(Data extracted from a collection)

>>>

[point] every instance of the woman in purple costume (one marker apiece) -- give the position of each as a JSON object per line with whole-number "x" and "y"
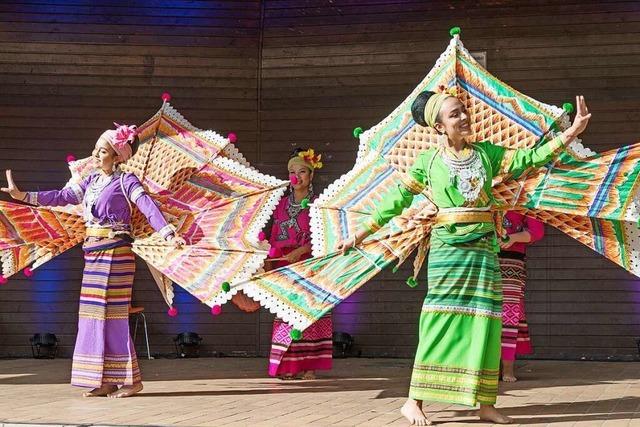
{"x": 104, "y": 358}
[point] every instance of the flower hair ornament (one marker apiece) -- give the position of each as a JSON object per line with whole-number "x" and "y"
{"x": 121, "y": 139}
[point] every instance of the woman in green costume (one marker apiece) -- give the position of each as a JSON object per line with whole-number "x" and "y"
{"x": 458, "y": 355}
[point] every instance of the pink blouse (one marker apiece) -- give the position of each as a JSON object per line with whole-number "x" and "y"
{"x": 515, "y": 222}
{"x": 289, "y": 233}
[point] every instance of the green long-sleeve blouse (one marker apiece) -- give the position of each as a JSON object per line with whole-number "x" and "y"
{"x": 460, "y": 185}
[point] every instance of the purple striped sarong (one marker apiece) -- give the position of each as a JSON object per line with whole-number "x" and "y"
{"x": 104, "y": 352}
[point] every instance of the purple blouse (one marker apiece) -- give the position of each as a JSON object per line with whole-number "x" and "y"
{"x": 104, "y": 202}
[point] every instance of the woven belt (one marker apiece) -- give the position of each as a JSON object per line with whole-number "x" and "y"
{"x": 102, "y": 232}
{"x": 463, "y": 217}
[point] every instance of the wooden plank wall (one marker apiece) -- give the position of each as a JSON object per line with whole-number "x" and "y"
{"x": 304, "y": 73}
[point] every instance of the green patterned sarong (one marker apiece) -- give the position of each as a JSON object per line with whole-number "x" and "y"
{"x": 458, "y": 354}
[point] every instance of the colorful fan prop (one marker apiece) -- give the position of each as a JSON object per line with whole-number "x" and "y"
{"x": 204, "y": 187}
{"x": 599, "y": 212}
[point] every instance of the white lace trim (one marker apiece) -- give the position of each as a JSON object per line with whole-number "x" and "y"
{"x": 318, "y": 242}
{"x": 137, "y": 193}
{"x": 32, "y": 198}
{"x": 282, "y": 310}
{"x": 363, "y": 148}
{"x": 167, "y": 231}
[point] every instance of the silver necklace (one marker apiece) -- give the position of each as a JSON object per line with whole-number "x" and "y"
{"x": 293, "y": 210}
{"x": 93, "y": 192}
{"x": 469, "y": 174}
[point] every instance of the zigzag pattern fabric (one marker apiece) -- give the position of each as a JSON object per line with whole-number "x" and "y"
{"x": 589, "y": 196}
{"x": 204, "y": 187}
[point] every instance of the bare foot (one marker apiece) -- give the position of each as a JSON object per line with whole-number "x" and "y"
{"x": 287, "y": 377}
{"x": 309, "y": 375}
{"x": 508, "y": 371}
{"x": 101, "y": 391}
{"x": 490, "y": 413}
{"x": 126, "y": 391}
{"x": 412, "y": 411}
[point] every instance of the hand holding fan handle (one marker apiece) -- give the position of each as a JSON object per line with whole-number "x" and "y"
{"x": 12, "y": 189}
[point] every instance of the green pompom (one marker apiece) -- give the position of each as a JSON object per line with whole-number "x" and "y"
{"x": 568, "y": 107}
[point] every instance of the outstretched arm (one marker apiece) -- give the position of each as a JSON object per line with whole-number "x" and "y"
{"x": 70, "y": 195}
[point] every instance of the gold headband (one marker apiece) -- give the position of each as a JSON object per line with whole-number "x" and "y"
{"x": 432, "y": 108}
{"x": 307, "y": 158}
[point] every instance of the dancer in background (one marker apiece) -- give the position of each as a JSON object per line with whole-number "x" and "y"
{"x": 290, "y": 241}
{"x": 521, "y": 232}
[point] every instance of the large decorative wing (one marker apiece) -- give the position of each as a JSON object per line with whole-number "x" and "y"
{"x": 302, "y": 292}
{"x": 31, "y": 236}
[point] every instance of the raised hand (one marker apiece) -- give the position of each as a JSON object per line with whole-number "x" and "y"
{"x": 582, "y": 117}
{"x": 178, "y": 241}
{"x": 12, "y": 188}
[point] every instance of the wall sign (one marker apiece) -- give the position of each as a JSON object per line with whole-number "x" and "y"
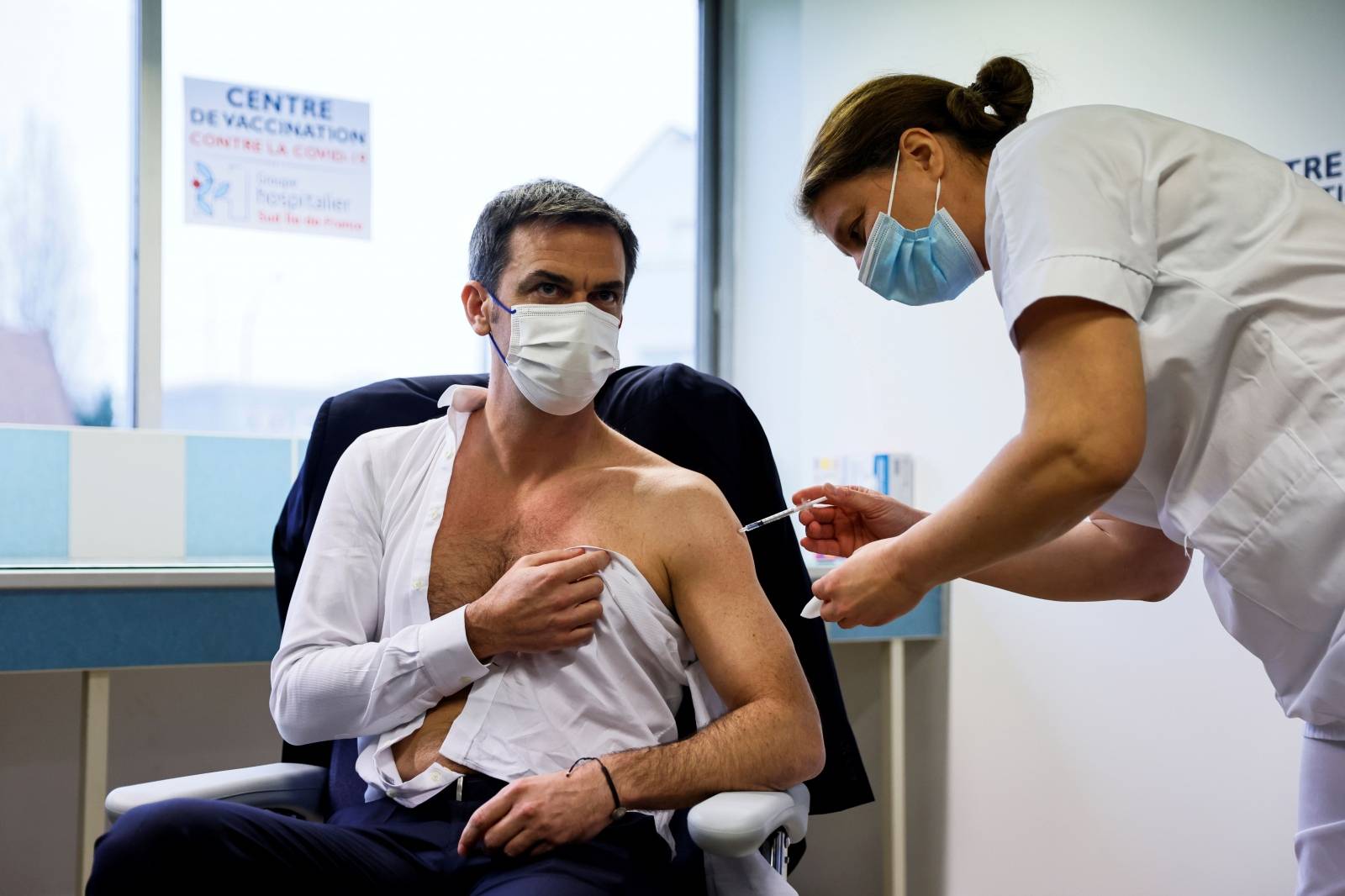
{"x": 275, "y": 159}
{"x": 1327, "y": 170}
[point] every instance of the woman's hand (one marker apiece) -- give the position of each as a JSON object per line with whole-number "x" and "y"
{"x": 857, "y": 517}
{"x": 873, "y": 587}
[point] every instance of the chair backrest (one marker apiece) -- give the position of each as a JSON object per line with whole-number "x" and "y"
{"x": 693, "y": 420}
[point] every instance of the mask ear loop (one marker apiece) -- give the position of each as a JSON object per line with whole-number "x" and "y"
{"x": 894, "y": 194}
{"x": 491, "y": 336}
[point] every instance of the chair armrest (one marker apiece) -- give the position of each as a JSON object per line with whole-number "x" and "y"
{"x": 289, "y": 786}
{"x": 736, "y": 824}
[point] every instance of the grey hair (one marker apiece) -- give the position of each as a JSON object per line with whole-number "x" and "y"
{"x": 553, "y": 202}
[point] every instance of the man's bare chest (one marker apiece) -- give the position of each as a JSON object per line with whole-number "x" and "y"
{"x": 484, "y": 532}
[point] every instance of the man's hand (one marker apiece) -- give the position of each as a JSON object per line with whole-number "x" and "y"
{"x": 545, "y": 602}
{"x": 535, "y": 814}
{"x": 857, "y": 517}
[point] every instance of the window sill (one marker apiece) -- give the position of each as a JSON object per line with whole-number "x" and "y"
{"x": 138, "y": 575}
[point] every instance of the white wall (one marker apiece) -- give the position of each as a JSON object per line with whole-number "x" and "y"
{"x": 1103, "y": 750}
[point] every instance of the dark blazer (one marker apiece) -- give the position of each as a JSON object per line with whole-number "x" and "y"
{"x": 693, "y": 420}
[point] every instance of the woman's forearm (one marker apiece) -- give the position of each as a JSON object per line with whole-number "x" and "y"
{"x": 1100, "y": 559}
{"x": 1033, "y": 493}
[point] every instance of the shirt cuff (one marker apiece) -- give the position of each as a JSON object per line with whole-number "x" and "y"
{"x": 1093, "y": 277}
{"x": 446, "y": 654}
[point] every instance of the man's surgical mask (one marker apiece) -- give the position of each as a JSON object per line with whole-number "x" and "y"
{"x": 560, "y": 356}
{"x": 919, "y": 266}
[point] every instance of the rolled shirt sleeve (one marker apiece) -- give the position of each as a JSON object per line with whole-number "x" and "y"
{"x": 1068, "y": 213}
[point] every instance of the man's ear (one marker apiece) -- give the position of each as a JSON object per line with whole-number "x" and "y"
{"x": 477, "y": 304}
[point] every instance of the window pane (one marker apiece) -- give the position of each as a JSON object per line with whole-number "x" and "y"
{"x": 464, "y": 100}
{"x": 66, "y": 143}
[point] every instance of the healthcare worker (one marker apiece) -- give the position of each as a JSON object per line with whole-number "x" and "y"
{"x": 1177, "y": 302}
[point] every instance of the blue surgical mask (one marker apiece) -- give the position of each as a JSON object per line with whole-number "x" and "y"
{"x": 919, "y": 266}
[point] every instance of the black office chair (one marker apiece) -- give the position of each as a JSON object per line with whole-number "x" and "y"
{"x": 690, "y": 419}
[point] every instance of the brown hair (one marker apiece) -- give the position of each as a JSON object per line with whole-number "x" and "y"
{"x": 862, "y": 131}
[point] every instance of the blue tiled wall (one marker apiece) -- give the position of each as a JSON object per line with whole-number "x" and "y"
{"x": 219, "y": 498}
{"x": 34, "y": 493}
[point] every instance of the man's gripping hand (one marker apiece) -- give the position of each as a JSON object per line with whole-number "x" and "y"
{"x": 537, "y": 814}
{"x": 545, "y": 602}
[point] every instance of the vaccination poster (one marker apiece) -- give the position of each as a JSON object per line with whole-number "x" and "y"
{"x": 273, "y": 159}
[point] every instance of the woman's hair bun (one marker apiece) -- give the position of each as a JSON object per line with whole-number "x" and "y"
{"x": 997, "y": 101}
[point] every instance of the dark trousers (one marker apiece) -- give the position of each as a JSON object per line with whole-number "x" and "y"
{"x": 208, "y": 846}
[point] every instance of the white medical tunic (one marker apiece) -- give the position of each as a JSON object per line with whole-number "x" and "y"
{"x": 1234, "y": 268}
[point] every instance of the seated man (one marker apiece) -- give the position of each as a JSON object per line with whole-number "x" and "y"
{"x": 504, "y": 604}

<<<

* _Assignment_:
Return only those lines that run from the one containing "[point] every instance of the brown" through the end of the entries, keeping each exactly as written.

* _The answer_:
[point] every instance of the brown hair (one marker apiece) -- give the position of each as a JSON object per line with whole-number "x" and "y"
{"x": 862, "y": 131}
[point] every instance of the blue tiled wall (one marker apiece) -- give the position of each as a JSON object per line with whole-number "x" and "y"
{"x": 219, "y": 498}
{"x": 34, "y": 493}
[point] every instance of the man's gripping hand (one marker apiece) -- give the position of each as a JSON object per line with whole-number "x" and "y"
{"x": 537, "y": 814}
{"x": 545, "y": 602}
[point] every instance of the vaccination poster (one marker apiece) -- give the position of each as a JSON object per line with whole-number "x" and "y"
{"x": 273, "y": 159}
[point] every instance of the woman's hair bun (one marker apiece) -- give the position of each as a JSON object per line with whole-number "x" and "y"
{"x": 997, "y": 101}
[point] every instance of the dark trousers (one marker apiece) -- give the position of each as a JSON object per line with whole-number "x" and "y"
{"x": 208, "y": 846}
[point] every instance of the white medical tunic (one marker apiece) -- give the position of each as a JSON object per line with whole-number "x" and "y"
{"x": 1234, "y": 268}
[point] every instance of the seated man (one marker apiece) -- give the position of each as a JSON object per line with whole-number "x" and "y"
{"x": 504, "y": 604}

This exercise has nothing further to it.